Items from a data source

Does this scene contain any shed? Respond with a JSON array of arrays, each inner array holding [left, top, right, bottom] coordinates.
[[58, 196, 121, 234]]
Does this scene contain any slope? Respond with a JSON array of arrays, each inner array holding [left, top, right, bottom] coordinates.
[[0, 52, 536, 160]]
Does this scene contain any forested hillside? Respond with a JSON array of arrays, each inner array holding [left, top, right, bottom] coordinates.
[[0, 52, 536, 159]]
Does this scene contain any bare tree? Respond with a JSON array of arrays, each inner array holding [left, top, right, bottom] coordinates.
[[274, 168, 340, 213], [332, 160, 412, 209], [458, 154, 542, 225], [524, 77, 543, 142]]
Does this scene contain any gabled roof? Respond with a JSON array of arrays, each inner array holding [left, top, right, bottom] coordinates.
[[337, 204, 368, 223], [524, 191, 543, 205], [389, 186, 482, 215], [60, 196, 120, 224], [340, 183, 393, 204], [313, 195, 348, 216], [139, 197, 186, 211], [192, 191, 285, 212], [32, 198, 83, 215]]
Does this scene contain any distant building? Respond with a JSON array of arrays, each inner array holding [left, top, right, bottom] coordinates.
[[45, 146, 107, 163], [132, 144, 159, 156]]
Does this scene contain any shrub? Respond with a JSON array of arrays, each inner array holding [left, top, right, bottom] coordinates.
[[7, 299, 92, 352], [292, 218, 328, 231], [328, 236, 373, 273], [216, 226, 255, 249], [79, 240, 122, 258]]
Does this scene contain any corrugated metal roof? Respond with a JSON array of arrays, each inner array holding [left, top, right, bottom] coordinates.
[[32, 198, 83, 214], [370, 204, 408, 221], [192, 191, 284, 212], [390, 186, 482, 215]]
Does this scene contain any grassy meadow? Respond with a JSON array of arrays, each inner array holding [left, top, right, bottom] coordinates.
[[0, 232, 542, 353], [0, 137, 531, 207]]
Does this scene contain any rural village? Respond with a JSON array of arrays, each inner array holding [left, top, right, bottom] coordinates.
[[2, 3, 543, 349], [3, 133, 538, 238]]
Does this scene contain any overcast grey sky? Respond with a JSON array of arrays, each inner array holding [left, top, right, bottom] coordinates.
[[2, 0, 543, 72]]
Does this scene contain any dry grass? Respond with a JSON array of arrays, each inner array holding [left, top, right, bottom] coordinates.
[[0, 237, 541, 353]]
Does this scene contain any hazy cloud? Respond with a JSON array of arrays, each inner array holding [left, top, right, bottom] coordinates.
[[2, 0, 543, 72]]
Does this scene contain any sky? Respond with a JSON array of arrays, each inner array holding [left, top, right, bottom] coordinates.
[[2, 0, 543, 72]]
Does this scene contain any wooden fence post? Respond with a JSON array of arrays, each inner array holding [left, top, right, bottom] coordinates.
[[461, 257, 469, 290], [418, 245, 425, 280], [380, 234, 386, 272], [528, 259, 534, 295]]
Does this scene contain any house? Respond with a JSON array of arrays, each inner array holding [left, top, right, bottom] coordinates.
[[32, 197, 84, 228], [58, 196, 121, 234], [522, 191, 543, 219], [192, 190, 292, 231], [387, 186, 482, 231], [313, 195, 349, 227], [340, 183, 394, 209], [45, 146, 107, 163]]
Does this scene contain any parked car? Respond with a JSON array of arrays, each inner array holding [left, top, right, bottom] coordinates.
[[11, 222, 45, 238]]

**Your assignment**
All of the data above must be set down again exactly.

**Your response**
Does this scene contain any shed? Respond with a JSON array of arrays, each inner array holding [left, top, right, bottom] coordinates.
[[58, 196, 121, 234]]
Does this scene contain any slope? Respond with a JSON array of arrays, each inner array holding [left, top, right, bottom] coordinates.
[[0, 52, 536, 160]]
Does this scene contain any forested hillside? Respond with a JSON array of arrays, each inner array holding [left, top, right, bottom] coordinates.
[[0, 52, 536, 159]]
Does this scene contain any bare tree? Respond with a JSON array of arrays, each inner array holding [left, top, right, bottom] coordinates.
[[274, 168, 340, 213], [332, 160, 412, 209], [458, 154, 542, 225], [524, 77, 543, 142]]
Does this scene contain any gabled roof? Respond with a JSON array of arrays, each inner array holding [left, top, right, bottom] coordinates.
[[337, 204, 368, 223], [524, 191, 543, 205], [389, 186, 482, 215], [60, 196, 120, 224], [340, 183, 393, 204], [313, 195, 348, 216], [139, 197, 186, 211], [192, 191, 285, 212], [32, 198, 83, 215]]
Does this scene contain any distant building? Respond with a JSON array of arrays, each inner array holding [left, top, right, bottom] coordinates.
[[45, 146, 107, 163], [132, 144, 159, 156]]
Does this scene contain any shrub? Respond with a JSON array of arrays, each inner array holding [left, top, right, bottom] coordinates.
[[7, 299, 92, 352], [292, 218, 328, 231], [328, 236, 373, 273], [216, 226, 255, 249], [79, 240, 122, 258]]
Does this scene contain any corrugated metal roof? Respond with a JSON array of arrays, each inner array holding [left, top, right, bottom] coordinates.
[[32, 198, 83, 214], [370, 204, 408, 221], [192, 191, 284, 212], [390, 186, 482, 215]]
Does this scene contain any grassy meadow? Respond with a JSON array of arrays, each inner array holding [left, top, right, bottom] coordinates.
[[0, 232, 542, 353], [0, 137, 531, 207]]
Does this scene contain any rural village? Respond with a JSON array of arrays, each inner array holding [left, top, right, bottom] coordinates.
[[2, 3, 543, 349], [3, 133, 538, 238]]
Does this scene contain any overcast grey sky? Respond with a JSON array of arrays, each inner array holding [left, top, right, bottom] coordinates.
[[2, 0, 543, 72]]
Does this scene contain any dry grass? Respond with a JSON array of arrays, each inner array holding [left, top, right, bottom] coordinates.
[[0, 237, 541, 353]]
Does this scene contain any hazy cloud? Respond with a JSON array of arrays, each inner array holding [left, top, right, bottom] coordinates.
[[2, 0, 543, 72]]
Does this scene contain any sky? Respond with a JSON array of arrays, each inner array holding [left, top, right, bottom] coordinates.
[[2, 0, 543, 72]]
Does this scene contain any wooden fence post? Respond with a JSON array of arrays, each inner array holding [left, top, right, bottom] coordinates.
[[461, 257, 469, 290], [418, 245, 425, 280], [380, 234, 386, 272], [528, 259, 534, 295]]
Does this scene contain any house? Respond with a JSON array of arrays, each inner array holding [left, top, right, bottom] coordinates.
[[32, 197, 84, 228], [58, 196, 121, 234], [522, 191, 543, 219], [192, 190, 292, 231], [387, 186, 482, 231], [313, 195, 349, 227], [340, 183, 394, 209], [45, 146, 107, 163]]
Does this scene contain any parked car? Respond with a JSON array of arrays, each inner array holding [left, top, right, bottom] coordinates.
[[11, 222, 45, 238]]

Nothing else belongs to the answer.